Dataset items:

___

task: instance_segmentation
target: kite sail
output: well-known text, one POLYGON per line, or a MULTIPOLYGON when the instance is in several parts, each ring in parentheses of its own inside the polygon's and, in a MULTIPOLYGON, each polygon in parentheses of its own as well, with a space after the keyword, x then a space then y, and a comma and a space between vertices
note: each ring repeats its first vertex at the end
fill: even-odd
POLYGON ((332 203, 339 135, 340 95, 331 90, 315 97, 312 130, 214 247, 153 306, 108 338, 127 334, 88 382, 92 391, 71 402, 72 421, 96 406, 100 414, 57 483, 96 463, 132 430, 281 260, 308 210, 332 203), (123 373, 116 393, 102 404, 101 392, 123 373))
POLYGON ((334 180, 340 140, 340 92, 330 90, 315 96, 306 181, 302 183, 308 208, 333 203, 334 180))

___

WRITTEN TASK
Retype all of the entries above, character for character, with no changes.

FULL SOLUTION
task: instance_segmentation
target: kite sail
output: well-known text, one POLYGON per line, or a MULTIPOLYGON when the instance is in several parts, each ring in parentheses of its own inside the polygon's and, in a MULTIPOLYGON, each polygon in parentheses of its own as well, with a space after the keyword, x then a space then y, and a comma and a space between vertices
note: each ring repeats its first vertex at the end
fill: even-odd
POLYGON ((332 203, 339 135, 340 95, 331 90, 315 97, 312 130, 214 247, 153 306, 108 338, 127 334, 88 382, 92 391, 71 402, 72 421, 96 406, 100 414, 57 483, 96 463, 132 430, 281 260, 308 210, 332 203), (123 373, 116 393, 102 404, 101 392, 123 373))
POLYGON ((334 180, 340 140, 340 92, 330 90, 315 96, 306 181, 302 183, 308 208, 333 203, 334 180))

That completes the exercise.